- DIRECTIONS: Reproduce word for word every line from the beginning of the listing through the line that contains "[0,13,286,336]", including that line.

- EXTRACTED INFORMATION:
☆ ☆ ☆ ☆ ☆ ☆ ☆

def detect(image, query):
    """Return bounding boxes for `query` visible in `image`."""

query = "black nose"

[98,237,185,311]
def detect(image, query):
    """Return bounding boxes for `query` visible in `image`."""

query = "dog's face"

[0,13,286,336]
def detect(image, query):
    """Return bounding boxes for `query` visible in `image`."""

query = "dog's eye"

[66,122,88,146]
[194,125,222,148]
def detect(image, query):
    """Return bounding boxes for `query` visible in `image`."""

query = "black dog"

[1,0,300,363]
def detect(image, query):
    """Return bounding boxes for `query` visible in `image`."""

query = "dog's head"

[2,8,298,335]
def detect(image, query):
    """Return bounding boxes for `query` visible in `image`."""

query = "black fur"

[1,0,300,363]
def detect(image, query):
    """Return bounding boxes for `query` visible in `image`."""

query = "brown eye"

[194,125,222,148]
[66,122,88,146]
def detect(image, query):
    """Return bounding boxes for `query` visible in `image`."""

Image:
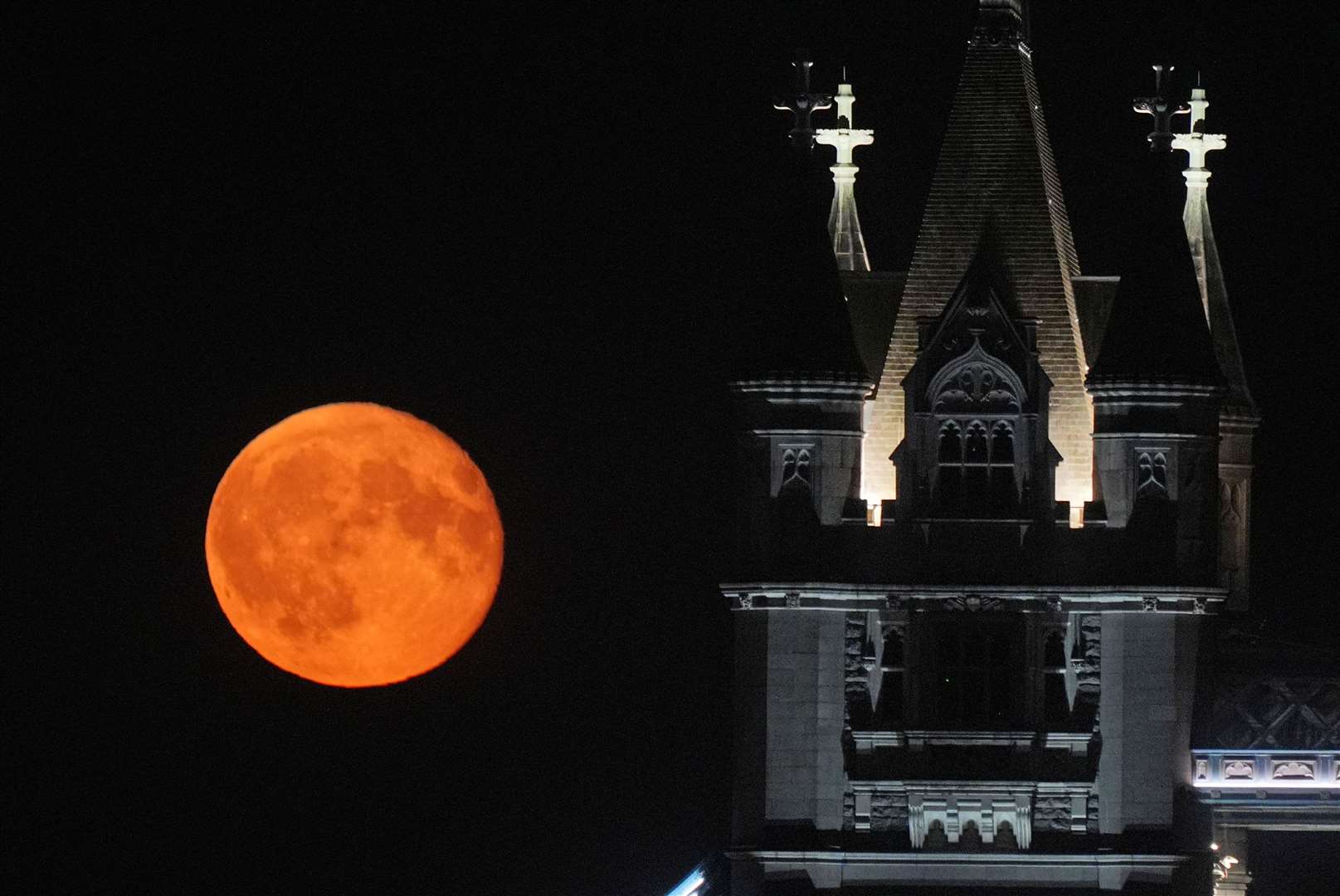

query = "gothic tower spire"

[865,0,1092,519]
[815,80,875,270]
[1172,80,1261,610]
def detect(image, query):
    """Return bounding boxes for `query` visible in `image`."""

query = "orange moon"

[205,403,503,687]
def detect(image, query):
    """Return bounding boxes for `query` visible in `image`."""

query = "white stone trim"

[719,582,1227,615]
[726,849,1190,891]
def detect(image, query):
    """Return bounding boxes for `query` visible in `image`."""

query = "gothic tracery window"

[782,447,809,489]
[935,421,1018,517]
[1135,451,1168,499]
[878,627,907,724]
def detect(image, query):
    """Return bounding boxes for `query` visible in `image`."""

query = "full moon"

[205,403,503,687]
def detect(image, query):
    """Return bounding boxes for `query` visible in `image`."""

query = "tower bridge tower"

[721,7,1340,894]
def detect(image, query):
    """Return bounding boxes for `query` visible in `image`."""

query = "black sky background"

[12,0,1340,894]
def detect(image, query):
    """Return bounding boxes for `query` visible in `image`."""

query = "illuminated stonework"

[815,85,875,270]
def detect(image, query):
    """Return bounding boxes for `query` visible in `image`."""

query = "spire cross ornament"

[1172,87,1229,173]
[772,50,834,151]
[815,85,875,165]
[815,80,875,270]
[1133,66,1191,153]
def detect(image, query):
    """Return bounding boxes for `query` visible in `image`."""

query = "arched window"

[958,818,982,849]
[935,421,1018,517]
[1042,628,1070,726]
[935,421,963,517]
[878,627,907,726]
[989,421,1018,517]
[1135,451,1168,499]
[782,447,809,490]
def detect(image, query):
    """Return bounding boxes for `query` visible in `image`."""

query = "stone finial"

[815,79,875,270]
[772,50,834,151]
[1133,66,1191,153]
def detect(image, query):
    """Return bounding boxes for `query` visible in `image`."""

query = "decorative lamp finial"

[815,80,875,270]
[772,50,834,153]
[1133,66,1191,153]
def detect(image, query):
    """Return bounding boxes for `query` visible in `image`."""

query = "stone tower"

[865,0,1091,512]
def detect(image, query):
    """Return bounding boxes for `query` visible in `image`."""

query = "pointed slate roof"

[865,0,1092,499]
[1088,151,1223,386]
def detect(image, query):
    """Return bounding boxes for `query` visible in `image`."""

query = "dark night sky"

[12,0,1340,894]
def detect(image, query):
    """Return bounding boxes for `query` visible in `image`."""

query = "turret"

[815,77,875,270]
[1085,67,1225,584]
[1172,78,1261,610]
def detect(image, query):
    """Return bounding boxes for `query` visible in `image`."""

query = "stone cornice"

[719,582,1227,613]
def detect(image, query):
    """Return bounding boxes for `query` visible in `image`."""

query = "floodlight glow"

[1194,778,1340,790]
[666,868,708,896]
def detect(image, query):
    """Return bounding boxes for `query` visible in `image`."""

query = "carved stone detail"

[941,595,1005,612]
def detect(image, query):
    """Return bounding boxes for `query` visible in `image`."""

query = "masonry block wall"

[1098,612,1199,835]
[732,610,845,844]
[865,40,1092,501]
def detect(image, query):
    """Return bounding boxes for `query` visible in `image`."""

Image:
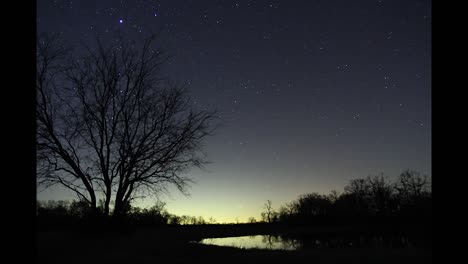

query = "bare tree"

[36,33,214,219]
[261,200,274,223]
[395,170,430,202]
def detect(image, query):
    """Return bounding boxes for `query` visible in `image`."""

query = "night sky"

[37,0,432,222]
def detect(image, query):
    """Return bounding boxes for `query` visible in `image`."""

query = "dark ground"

[36,225,432,264]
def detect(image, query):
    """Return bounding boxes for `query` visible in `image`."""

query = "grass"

[36,225,432,264]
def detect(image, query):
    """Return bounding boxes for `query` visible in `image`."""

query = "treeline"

[36,200,216,229]
[261,170,432,224]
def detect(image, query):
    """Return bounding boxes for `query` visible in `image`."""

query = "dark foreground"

[37,225,432,264]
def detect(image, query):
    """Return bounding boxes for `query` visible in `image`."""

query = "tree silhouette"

[261,200,274,223]
[36,33,214,219]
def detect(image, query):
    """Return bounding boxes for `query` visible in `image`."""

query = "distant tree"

[36,33,214,219]
[395,170,430,201]
[248,216,257,224]
[261,200,274,223]
[367,174,395,215]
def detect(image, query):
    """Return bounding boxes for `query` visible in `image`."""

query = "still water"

[200,235,300,250]
[199,235,427,250]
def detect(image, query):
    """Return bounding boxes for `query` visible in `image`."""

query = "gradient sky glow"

[37,0,432,222]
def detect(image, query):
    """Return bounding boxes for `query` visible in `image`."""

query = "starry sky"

[37,0,432,222]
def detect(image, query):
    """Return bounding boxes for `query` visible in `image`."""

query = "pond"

[199,235,300,250]
[199,235,427,250]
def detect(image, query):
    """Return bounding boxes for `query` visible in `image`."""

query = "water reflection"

[200,235,300,250]
[196,235,430,250]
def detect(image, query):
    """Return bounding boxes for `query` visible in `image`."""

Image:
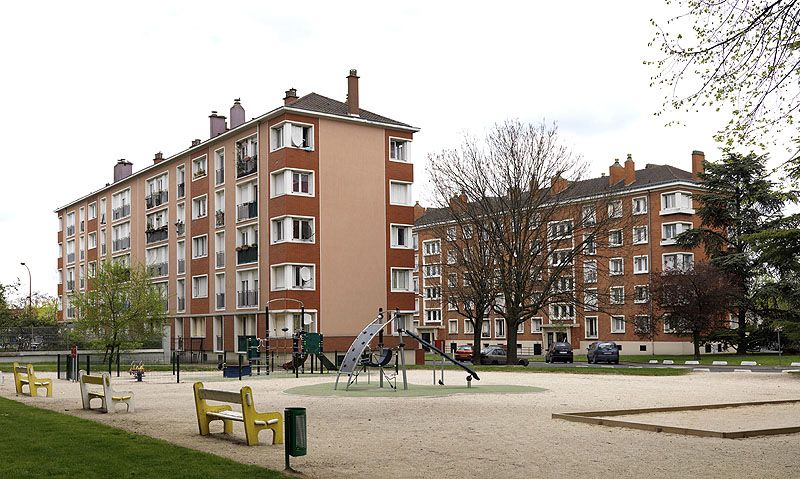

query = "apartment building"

[56,70,419,359]
[412,151,717,354]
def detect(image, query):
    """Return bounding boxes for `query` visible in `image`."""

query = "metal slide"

[403,329,481,381]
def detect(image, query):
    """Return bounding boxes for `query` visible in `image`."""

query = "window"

[583,289,597,311]
[270,122,314,151]
[531,318,542,333]
[633,226,647,244]
[608,258,625,276]
[389,181,414,206]
[422,240,442,255]
[192,155,206,180]
[271,264,316,291]
[609,286,625,304]
[633,285,650,303]
[391,225,411,249]
[608,200,622,218]
[586,316,597,339]
[633,255,650,274]
[192,275,208,298]
[581,205,597,226]
[661,223,692,245]
[663,253,694,271]
[192,235,208,258]
[548,220,572,240]
[611,316,625,333]
[270,170,314,198]
[392,268,413,293]
[608,230,622,247]
[660,191,694,215]
[583,260,597,283]
[389,138,409,163]
[192,195,208,220]
[633,196,647,215]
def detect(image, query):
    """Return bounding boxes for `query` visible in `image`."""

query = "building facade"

[413,151,718,355]
[56,70,419,358]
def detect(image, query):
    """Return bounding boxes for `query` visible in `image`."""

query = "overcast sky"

[0,0,768,295]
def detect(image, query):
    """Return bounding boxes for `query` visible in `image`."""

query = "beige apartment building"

[56,70,419,358]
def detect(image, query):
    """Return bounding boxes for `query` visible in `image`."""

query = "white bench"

[78,370,134,413]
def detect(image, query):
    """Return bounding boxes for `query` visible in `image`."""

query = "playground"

[0,369,800,478]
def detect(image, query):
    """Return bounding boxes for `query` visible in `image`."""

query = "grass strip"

[0,397,288,479]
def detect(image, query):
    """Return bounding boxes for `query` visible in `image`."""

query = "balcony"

[236,201,258,221]
[147,262,169,276]
[236,290,258,308]
[144,225,169,244]
[236,155,258,178]
[111,205,131,221]
[111,236,131,253]
[236,245,258,264]
[144,191,169,209]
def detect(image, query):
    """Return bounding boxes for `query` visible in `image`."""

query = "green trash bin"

[283,407,308,469]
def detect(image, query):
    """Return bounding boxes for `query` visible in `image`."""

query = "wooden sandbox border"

[552,399,800,439]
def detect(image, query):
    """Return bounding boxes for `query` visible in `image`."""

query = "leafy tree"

[646,0,800,147]
[678,153,796,354]
[72,261,167,374]
[651,262,736,359]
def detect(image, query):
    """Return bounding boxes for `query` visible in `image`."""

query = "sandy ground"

[0,371,800,478]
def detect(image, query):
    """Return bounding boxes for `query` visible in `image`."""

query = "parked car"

[480,346,529,366]
[544,342,572,363]
[453,344,472,361]
[586,341,619,364]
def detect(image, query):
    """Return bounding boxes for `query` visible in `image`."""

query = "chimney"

[347,69,359,116]
[692,150,706,181]
[114,158,133,183]
[414,201,428,221]
[608,158,625,186]
[231,98,244,130]
[550,173,569,194]
[283,88,297,106]
[208,111,228,138]
[625,153,636,186]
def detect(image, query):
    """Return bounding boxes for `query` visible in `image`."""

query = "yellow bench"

[14,363,53,397]
[194,382,283,446]
[78,369,134,413]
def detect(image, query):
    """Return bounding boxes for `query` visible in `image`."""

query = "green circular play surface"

[284,382,546,397]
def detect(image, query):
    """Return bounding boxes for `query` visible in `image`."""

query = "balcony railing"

[111,205,131,220]
[236,290,258,308]
[147,262,169,276]
[236,201,258,221]
[144,191,169,208]
[111,236,131,252]
[236,155,258,178]
[236,245,258,264]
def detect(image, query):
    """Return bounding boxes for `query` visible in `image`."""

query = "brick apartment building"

[413,151,717,354]
[56,70,419,358]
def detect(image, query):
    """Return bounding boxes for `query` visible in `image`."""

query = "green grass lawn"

[0,398,289,479]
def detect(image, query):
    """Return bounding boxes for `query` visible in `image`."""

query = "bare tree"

[428,121,624,364]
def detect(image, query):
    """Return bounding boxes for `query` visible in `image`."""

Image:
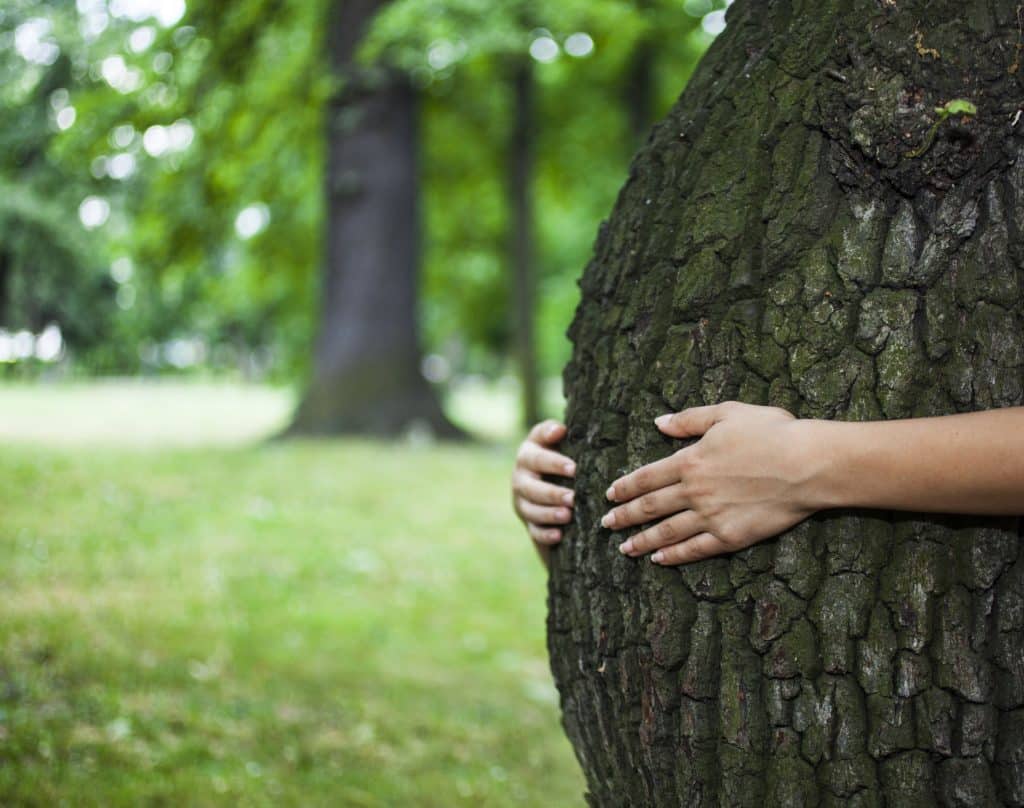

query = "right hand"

[512,421,575,547]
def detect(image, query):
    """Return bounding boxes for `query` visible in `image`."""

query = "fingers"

[526,418,565,445]
[516,440,575,477]
[516,497,572,525]
[526,522,562,545]
[654,401,734,437]
[601,483,690,529]
[650,533,735,566]
[618,511,702,556]
[605,450,685,502]
[512,469,573,508]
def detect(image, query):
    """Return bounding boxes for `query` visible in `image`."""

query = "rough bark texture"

[549,0,1024,807]
[289,0,459,436]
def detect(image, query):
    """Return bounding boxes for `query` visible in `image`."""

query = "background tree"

[549,0,1024,806]
[290,0,459,436]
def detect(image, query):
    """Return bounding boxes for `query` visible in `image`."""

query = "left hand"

[601,401,815,564]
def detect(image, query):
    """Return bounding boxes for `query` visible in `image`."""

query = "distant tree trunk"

[289,0,458,436]
[508,57,541,427]
[549,0,1024,808]
[625,37,654,145]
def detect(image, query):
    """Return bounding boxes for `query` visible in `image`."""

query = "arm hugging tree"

[549,0,1024,806]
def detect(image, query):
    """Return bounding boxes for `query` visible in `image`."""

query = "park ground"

[0,382,583,806]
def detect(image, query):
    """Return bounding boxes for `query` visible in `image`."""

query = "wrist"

[793,418,853,513]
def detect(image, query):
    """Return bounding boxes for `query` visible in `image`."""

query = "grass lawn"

[0,385,583,806]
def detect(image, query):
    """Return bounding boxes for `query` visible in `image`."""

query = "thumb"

[654,405,725,437]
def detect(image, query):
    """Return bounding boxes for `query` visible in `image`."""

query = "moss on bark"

[549,0,1024,806]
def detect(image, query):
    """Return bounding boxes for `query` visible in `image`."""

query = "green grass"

[0,380,583,806]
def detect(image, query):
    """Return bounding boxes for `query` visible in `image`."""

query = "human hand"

[601,401,814,564]
[512,421,575,548]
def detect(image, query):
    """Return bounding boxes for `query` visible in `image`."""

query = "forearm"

[798,407,1024,515]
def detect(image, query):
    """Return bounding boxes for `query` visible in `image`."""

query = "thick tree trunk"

[289,0,459,436]
[508,58,541,429]
[549,0,1024,807]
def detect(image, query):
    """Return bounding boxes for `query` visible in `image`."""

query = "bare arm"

[796,407,1024,514]
[602,401,1024,564]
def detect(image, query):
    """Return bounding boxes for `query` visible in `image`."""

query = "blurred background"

[0,0,726,805]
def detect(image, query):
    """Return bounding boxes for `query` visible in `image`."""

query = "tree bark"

[289,0,460,436]
[548,0,1024,807]
[508,57,541,429]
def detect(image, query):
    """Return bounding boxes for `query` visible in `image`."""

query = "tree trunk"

[289,0,459,436]
[549,0,1024,808]
[508,57,541,428]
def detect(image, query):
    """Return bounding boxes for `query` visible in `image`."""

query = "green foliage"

[935,98,978,121]
[0,0,720,378]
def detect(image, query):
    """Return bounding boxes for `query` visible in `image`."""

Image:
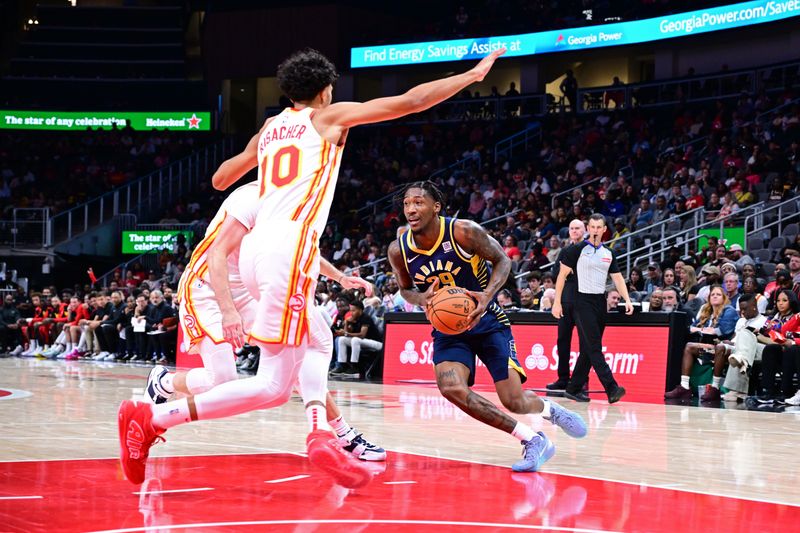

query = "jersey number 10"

[261,145,300,196]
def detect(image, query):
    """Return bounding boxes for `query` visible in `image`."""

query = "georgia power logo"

[400,341,419,365]
[525,343,550,370]
[289,292,306,313]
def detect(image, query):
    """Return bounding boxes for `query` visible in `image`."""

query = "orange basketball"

[428,287,475,335]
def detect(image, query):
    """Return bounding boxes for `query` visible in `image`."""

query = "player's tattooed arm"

[436,368,516,433]
[454,216,511,298]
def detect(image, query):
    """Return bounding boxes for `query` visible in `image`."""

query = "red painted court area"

[0,453,800,533]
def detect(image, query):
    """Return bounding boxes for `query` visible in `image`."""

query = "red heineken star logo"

[186,113,203,130]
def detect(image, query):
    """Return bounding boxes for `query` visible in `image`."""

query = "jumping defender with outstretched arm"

[118,49,505,486]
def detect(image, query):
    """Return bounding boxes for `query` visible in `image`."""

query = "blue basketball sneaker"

[542,400,588,439]
[337,428,386,461]
[511,431,556,472]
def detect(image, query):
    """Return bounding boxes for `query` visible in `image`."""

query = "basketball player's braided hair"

[396,181,444,204]
[278,48,339,102]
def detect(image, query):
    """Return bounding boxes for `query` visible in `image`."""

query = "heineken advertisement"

[0,110,211,131]
[122,231,192,254]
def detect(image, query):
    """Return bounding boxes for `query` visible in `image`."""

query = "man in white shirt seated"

[700,294,767,402]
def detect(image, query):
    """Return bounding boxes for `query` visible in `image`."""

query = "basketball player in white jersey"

☆ ☆ ☆ ☆ ☆ ☆ ☆

- FINISHED ANSWER:
def detect(image, query):
    """Return bounding boxes for `query` visible in `image`."""

query = "black nose"

[98,237,185,311]
def detect(image, query):
    """Return bounding boxes for `query` visible in `image`."""

query = "dog's face"

[0,13,286,336]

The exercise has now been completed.